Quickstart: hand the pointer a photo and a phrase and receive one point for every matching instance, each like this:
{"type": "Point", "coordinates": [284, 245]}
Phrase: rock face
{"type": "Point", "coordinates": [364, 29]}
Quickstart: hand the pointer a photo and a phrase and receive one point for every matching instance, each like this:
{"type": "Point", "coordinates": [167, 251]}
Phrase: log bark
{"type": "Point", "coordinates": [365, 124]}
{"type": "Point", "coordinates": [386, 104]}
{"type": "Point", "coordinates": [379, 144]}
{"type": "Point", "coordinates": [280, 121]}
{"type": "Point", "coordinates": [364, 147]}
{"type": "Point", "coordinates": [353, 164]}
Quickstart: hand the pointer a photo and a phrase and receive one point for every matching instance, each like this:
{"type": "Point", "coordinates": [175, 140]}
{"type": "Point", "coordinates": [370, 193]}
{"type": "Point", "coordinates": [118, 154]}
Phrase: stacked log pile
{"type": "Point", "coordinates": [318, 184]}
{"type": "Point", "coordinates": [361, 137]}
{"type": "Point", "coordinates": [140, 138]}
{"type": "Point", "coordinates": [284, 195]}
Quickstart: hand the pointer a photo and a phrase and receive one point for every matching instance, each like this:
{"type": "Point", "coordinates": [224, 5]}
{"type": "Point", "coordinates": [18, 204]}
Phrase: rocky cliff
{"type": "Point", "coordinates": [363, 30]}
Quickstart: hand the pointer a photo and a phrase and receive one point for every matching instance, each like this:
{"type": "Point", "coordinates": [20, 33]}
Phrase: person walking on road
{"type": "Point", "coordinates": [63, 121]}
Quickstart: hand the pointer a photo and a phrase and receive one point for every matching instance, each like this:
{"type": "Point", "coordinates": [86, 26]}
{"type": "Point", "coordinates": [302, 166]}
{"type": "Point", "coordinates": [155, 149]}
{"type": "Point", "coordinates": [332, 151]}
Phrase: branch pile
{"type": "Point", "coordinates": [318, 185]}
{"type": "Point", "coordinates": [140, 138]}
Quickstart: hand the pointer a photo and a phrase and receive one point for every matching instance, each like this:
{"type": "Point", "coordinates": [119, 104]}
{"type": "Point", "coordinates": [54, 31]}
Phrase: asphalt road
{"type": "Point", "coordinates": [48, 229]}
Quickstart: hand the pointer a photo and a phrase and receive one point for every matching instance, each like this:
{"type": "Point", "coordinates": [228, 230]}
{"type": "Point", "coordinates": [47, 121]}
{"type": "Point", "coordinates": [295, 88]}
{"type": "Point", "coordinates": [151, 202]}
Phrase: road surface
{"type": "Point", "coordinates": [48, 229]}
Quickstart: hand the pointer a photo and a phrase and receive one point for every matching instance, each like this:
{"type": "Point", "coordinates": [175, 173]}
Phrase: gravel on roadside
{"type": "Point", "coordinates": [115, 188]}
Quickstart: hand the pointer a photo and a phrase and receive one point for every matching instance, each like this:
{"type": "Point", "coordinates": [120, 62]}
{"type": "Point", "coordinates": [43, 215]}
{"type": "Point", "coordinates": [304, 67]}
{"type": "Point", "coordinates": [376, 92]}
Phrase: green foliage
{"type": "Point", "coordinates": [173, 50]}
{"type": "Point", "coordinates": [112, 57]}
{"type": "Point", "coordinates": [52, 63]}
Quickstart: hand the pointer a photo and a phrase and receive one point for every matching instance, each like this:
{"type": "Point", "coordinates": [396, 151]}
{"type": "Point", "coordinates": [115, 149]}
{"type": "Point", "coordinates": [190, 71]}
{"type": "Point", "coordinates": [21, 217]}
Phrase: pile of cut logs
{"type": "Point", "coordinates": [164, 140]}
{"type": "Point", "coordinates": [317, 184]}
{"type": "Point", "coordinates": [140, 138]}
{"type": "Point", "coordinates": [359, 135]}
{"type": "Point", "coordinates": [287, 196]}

____________

> _Given instruction_: Retype the records that precede this task, keeping them exactly the same.

> _Exercise result_:
Quickstart: hand the pointer a photo and a phrase and receive one point for every matching instance, each like this:
{"type": "Point", "coordinates": [284, 245]}
Phrase: rock face
{"type": "Point", "coordinates": [364, 29]}
Quickstart: hand the pointer a photo and a phrase and receive one point for every matching instance, each like this:
{"type": "Point", "coordinates": [167, 251]}
Phrase: log bark
{"type": "Point", "coordinates": [365, 124]}
{"type": "Point", "coordinates": [386, 104]}
{"type": "Point", "coordinates": [379, 144]}
{"type": "Point", "coordinates": [280, 121]}
{"type": "Point", "coordinates": [364, 147]}
{"type": "Point", "coordinates": [353, 164]}
Quickstart: hand the pointer a photo and a phrase and receive one point for every matching instance, each like this:
{"type": "Point", "coordinates": [175, 140]}
{"type": "Point", "coordinates": [370, 193]}
{"type": "Point", "coordinates": [118, 154]}
Phrase: stacked log pile
{"type": "Point", "coordinates": [318, 184]}
{"type": "Point", "coordinates": [361, 137]}
{"type": "Point", "coordinates": [140, 138]}
{"type": "Point", "coordinates": [284, 195]}
Quickstart: hand the pointer a photo and a phrase and receive one point for every matching instance, each like this:
{"type": "Point", "coordinates": [224, 5]}
{"type": "Point", "coordinates": [18, 204]}
Phrase: rocky cliff
{"type": "Point", "coordinates": [363, 30]}
Quickstart: hand the pointer a photo and a phrase and receive one point for every matching instance, each like this:
{"type": "Point", "coordinates": [20, 33]}
Phrase: person walking on road
{"type": "Point", "coordinates": [63, 121]}
Quickstart: hand the pointer a photo and a phrase and receive one point for every matching instance, each like this:
{"type": "Point", "coordinates": [86, 26]}
{"type": "Point", "coordinates": [302, 166]}
{"type": "Point", "coordinates": [155, 149]}
{"type": "Point", "coordinates": [332, 151]}
Phrase: branch pile
{"type": "Point", "coordinates": [318, 185]}
{"type": "Point", "coordinates": [140, 138]}
Quickstart: hand the pointer a photo and a phrase and receive one point for every matching instance, each like this:
{"type": "Point", "coordinates": [119, 104]}
{"type": "Point", "coordinates": [54, 31]}
Phrase: asphalt road
{"type": "Point", "coordinates": [48, 229]}
Quickstart: hand the pointer a photo and a phrase and receive one point for every matching instance, each like this:
{"type": "Point", "coordinates": [228, 230]}
{"type": "Point", "coordinates": [47, 121]}
{"type": "Point", "coordinates": [295, 88]}
{"type": "Point", "coordinates": [151, 202]}
Phrase: road surface
{"type": "Point", "coordinates": [48, 229]}
Quickstart: hand the pointer a photo and a phrase and receive one point for every matching instance, each like this:
{"type": "Point", "coordinates": [175, 173]}
Phrase: gravel on roadside
{"type": "Point", "coordinates": [115, 188]}
Quickstart: hand the pointer a photo and a phrase and receive one point for every matching instance, each like this:
{"type": "Point", "coordinates": [120, 62]}
{"type": "Point", "coordinates": [43, 215]}
{"type": "Point", "coordinates": [304, 67]}
{"type": "Point", "coordinates": [376, 92]}
Phrase: green foliage
{"type": "Point", "coordinates": [173, 50]}
{"type": "Point", "coordinates": [112, 57]}
{"type": "Point", "coordinates": [52, 63]}
Quickstart: hand the pointer a photo and a phrase and receive one point for every matching instance, each like this:
{"type": "Point", "coordinates": [396, 151]}
{"type": "Point", "coordinates": [115, 149]}
{"type": "Point", "coordinates": [190, 71]}
{"type": "Point", "coordinates": [21, 217]}
Phrase: pile of cut logs
{"type": "Point", "coordinates": [164, 140]}
{"type": "Point", "coordinates": [317, 184]}
{"type": "Point", "coordinates": [140, 138]}
{"type": "Point", "coordinates": [359, 135]}
{"type": "Point", "coordinates": [287, 196]}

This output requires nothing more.